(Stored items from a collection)
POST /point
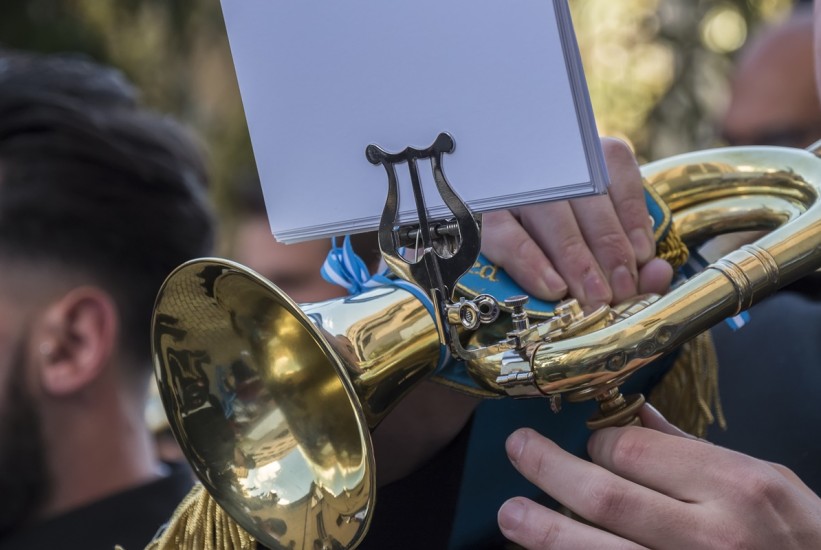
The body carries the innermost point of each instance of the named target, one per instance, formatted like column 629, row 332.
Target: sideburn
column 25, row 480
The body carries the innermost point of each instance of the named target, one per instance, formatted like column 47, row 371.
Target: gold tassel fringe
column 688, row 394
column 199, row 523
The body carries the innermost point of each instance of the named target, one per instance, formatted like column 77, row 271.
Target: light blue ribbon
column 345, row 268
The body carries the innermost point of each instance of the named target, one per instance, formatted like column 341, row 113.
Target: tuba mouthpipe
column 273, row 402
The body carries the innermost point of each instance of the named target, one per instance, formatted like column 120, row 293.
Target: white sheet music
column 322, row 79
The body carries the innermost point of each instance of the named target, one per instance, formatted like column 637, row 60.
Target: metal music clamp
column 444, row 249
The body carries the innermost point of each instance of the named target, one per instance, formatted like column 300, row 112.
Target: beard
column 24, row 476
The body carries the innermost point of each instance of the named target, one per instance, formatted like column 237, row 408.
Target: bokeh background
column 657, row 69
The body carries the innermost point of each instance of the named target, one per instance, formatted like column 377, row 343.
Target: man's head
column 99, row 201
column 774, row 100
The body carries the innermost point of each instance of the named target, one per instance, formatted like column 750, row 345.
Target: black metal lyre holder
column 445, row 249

__WORK TO BE COMPLETED__: The records above are to be restated word for word, with every picture left out.

__SOLUTION TO THIS PROBLEM__:
POST /point
The body carries the innermost point of each instance of the named target, one per instance, formatted like column 629, row 332.
Target: sideburn
column 25, row 480
The body carries the innermost point of each instance of the named target, one per instance, formatted like column 47, row 371.
Target: gold tassel fringe
column 688, row 394
column 199, row 523
The body carries the innermost point of each instance of the named target, one per instance, formatted like column 77, row 271.
Target: light blue ribbon
column 345, row 268
The body carries the innermost point of each instance of the named target, one per instance, formatted like column 341, row 113.
Target: tuba mouthpipe
column 273, row 402
The body carries the innermost point of each instance of the named target, one per instance, formatted like column 120, row 293.
Target: white sheet music
column 322, row 79
The body carries the innermost point of each instance of the named target, one per instance, formatted like column 637, row 60.
Target: metal music clamp
column 444, row 249
The body carries the innermost point of each instance of the named target, one per instance, formatted like column 300, row 112.
Target: beard
column 24, row 476
The body carries the innermost point of each instance of the named target, one per instance, formatted like column 237, row 408.
Target: bokeh background
column 657, row 69
The body carries the innermost point of each instance of the named target, one per instance, formatted like column 377, row 343.
Target: man's head
column 99, row 201
column 774, row 100
The body carries the innermost point of each instance of the named target, one per instance, formatted like column 750, row 345.
Target: black metal lyre holder
column 445, row 249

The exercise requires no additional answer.